RECORDS TO USE

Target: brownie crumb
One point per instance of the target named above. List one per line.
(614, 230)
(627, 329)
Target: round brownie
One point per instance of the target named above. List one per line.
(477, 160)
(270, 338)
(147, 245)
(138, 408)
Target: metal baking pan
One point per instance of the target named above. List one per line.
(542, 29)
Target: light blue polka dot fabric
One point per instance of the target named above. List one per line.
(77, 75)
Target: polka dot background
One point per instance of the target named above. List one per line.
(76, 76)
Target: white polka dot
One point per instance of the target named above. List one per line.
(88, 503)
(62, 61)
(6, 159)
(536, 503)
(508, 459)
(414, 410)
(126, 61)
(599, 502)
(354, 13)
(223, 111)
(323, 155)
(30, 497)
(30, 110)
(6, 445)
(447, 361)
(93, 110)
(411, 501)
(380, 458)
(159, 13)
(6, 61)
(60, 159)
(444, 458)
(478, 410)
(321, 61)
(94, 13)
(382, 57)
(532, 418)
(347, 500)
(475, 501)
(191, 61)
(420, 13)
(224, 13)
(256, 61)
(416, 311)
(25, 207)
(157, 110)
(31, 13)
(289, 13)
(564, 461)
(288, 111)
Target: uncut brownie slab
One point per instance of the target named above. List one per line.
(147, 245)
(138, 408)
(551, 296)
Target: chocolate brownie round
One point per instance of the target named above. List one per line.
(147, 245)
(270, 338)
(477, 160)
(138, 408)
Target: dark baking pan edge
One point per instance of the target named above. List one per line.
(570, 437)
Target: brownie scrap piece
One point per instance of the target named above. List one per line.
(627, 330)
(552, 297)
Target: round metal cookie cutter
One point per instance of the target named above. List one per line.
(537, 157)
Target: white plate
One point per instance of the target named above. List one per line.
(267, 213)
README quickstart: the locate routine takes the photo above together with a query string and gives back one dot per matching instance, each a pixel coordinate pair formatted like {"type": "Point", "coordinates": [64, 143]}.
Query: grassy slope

EXERCISE DESCRIPTION
All that belongs in your answer is the stretch of entries above from the line with "Target: polka dot background" through the line with "Target: white polka dot", printed exactly.

ANSWER SPACE
Target: polka dot background
One point per instance of the target named above. List one per line.
(76, 76)
Target: white polka dot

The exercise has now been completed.